RECORD LIST »
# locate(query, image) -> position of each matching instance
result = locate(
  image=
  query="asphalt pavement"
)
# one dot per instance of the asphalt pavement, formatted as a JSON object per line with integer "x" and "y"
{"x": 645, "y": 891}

PROBLEM DETAILS » Reproduce the material above line for line, changing nothing.

WRITTEN REPLY »
# locate(query, image) -> position of each matching instance
result = locate(
  image=
  query="asphalt pavement"
)
# one dot per instance of the asphalt pavement, formatted as a JSON object per line with integer "x" and "y"
{"x": 645, "y": 891}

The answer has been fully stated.